Difference between revisions of "Java Generics"

Revision as of 09:05, 14 March 2011

Generics are a means of expressing type constraints on the behavior of a class or method in terms of unknown types, such as "whatever the types of parameters x and y of this method are, they must be the same type," "you must provide a parameter of the same type to both of these methods," or "the return value of foo() is the same type as the parameter of bar()."

Wildcards

Wildcards — ? — are a means of expressing a type constraint in terms of an unknown type. They were not part of the original design for generics (derived from the Generic Java (GJ) project); they were added as the design process played out over the five years between the formation of JSR 14 and its final release.

The wildcard type List<?> is different from both the raw type List and the concrete type List<Object>. To say a variable x has type List<?> means that there exists some type T for which x is of type List<T>, that x is homogeneous even though we don't know what particular type its elements have. It's not that the contents can be anything, it's that we don't know what the type constraints on the contents are — but we know that there is a constraint. On the other hand, the raw type List is heterogeneous; we are not able to place any type constraints on its elements, and the concrete type List<Object> means that we explicitly know that it can contain any object.

One benefit of wildcards is that they allow you to write code that can operate on variables of generic types without knowing their exact type bound.

Generics

Type Erasure

When a generic type is instantiated, the compiler translates those types by a technique called type erasure — a process where the compiler removes all information related to type parameters and type arguments within a class or method. Type erasure enables Java applications that use generics to maintain binary compatibility with Java libraries and applications that were created before generics.

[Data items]
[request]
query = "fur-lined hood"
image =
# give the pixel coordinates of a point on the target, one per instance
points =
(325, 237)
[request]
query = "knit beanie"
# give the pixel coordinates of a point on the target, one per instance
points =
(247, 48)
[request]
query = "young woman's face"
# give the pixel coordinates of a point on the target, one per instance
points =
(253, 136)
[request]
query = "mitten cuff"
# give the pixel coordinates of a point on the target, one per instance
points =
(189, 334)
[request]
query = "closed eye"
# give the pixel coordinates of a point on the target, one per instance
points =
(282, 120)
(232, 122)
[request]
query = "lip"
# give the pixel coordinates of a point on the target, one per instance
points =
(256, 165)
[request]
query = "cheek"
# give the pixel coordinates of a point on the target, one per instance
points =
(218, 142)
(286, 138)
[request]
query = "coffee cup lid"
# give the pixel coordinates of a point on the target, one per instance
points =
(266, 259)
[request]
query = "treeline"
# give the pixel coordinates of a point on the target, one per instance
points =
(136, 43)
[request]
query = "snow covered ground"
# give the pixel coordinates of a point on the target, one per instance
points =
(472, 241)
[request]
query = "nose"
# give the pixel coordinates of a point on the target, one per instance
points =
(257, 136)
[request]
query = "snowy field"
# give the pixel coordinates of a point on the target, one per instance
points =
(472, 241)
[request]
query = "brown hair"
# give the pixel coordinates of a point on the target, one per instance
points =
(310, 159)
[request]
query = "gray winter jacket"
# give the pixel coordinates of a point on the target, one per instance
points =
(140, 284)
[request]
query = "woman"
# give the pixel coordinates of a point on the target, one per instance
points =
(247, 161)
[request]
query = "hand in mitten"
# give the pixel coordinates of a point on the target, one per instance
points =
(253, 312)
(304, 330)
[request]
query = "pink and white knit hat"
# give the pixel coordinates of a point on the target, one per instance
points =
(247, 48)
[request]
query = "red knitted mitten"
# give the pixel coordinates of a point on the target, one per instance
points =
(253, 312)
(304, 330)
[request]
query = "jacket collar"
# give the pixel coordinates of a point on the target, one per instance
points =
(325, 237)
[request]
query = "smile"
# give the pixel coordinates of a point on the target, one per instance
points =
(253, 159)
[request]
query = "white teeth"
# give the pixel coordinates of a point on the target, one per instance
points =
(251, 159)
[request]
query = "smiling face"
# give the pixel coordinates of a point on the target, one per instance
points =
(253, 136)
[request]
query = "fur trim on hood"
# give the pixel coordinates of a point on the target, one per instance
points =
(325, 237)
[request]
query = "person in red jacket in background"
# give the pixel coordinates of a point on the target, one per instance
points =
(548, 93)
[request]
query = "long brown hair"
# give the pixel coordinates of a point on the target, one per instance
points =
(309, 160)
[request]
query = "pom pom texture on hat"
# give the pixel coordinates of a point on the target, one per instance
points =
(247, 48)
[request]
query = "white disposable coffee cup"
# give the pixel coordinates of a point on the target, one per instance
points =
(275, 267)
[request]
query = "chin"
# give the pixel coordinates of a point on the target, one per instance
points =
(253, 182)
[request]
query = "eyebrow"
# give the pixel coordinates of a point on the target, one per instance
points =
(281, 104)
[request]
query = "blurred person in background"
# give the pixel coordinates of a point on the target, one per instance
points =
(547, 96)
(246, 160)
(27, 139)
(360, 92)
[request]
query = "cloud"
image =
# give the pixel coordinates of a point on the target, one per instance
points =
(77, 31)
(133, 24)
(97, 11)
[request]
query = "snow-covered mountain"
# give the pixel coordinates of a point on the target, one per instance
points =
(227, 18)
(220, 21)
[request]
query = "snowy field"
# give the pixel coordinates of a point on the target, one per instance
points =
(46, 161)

[Stated goal]
In the Java Generics text, which project was the original design for generics derived from?

[The solution]
The Generic Java (GJ) project.